Return each of the lines below word for word, leaving out the pictures.

::::::::::

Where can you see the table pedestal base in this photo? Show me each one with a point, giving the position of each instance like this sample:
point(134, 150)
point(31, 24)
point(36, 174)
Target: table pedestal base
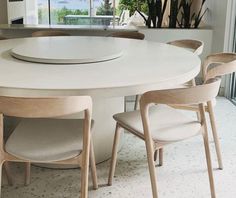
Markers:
point(103, 131)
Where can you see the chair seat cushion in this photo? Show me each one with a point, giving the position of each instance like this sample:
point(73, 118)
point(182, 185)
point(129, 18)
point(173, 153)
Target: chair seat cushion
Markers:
point(166, 123)
point(46, 140)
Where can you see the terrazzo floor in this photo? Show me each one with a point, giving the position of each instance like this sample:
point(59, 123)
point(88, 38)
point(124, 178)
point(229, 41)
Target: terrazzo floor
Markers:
point(183, 175)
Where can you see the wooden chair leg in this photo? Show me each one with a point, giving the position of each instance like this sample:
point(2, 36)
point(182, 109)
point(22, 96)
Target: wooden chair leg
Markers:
point(152, 170)
point(93, 167)
point(209, 165)
point(155, 155)
point(137, 98)
point(207, 151)
point(215, 135)
point(1, 177)
point(84, 175)
point(161, 156)
point(8, 174)
point(27, 173)
point(125, 106)
point(114, 154)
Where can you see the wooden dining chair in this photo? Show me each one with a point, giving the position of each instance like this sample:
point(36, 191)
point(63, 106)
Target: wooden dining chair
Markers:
point(215, 65)
point(195, 46)
point(128, 35)
point(160, 125)
point(42, 137)
point(43, 33)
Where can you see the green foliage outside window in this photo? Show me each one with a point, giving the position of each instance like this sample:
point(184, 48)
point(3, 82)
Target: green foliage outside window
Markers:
point(134, 5)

::::::::::

**FULL ANSWER**
Where can you see the table pedestal base in this photo? Show me each one with a point, giving the position of each instance like this sample:
point(134, 150)
point(31, 24)
point(36, 174)
Target: table pedestal base
Markers:
point(103, 131)
Where can you see the chair seat cushion in this photo? Show me each one with a point, giving the position of each instance like this sample:
point(73, 118)
point(182, 185)
point(129, 18)
point(173, 153)
Target: chair seat cushion
Markers:
point(166, 123)
point(46, 140)
Where can you see the terrazzo floor in this photo? Show me each one with a point, giving the position of each instance like this sample:
point(59, 123)
point(88, 38)
point(124, 178)
point(229, 41)
Target: terrazzo floor
Markers:
point(183, 175)
Where can you see the wooden chair leg in this photo? Show me each one with a point, giving the position of each instance like this sample:
point(2, 36)
point(182, 109)
point(22, 96)
Target: wooden chair leg
Markers:
point(152, 170)
point(93, 167)
point(209, 165)
point(155, 155)
point(137, 98)
point(207, 151)
point(215, 135)
point(1, 177)
point(84, 175)
point(161, 156)
point(8, 174)
point(27, 173)
point(125, 106)
point(114, 154)
Where can you see the wooden dining chair in this photo? Show me each one with a point, giving the position of each instance like this sample:
point(36, 191)
point(63, 106)
Target: wooden dining chair
Markers:
point(215, 65)
point(195, 46)
point(128, 35)
point(160, 125)
point(42, 137)
point(43, 33)
Where can you see the green foliage outside window in this photo? Show me each one with a point, giving the position of each instance like this sample:
point(184, 48)
point(3, 82)
Target: green foliage outside window
Markers:
point(134, 5)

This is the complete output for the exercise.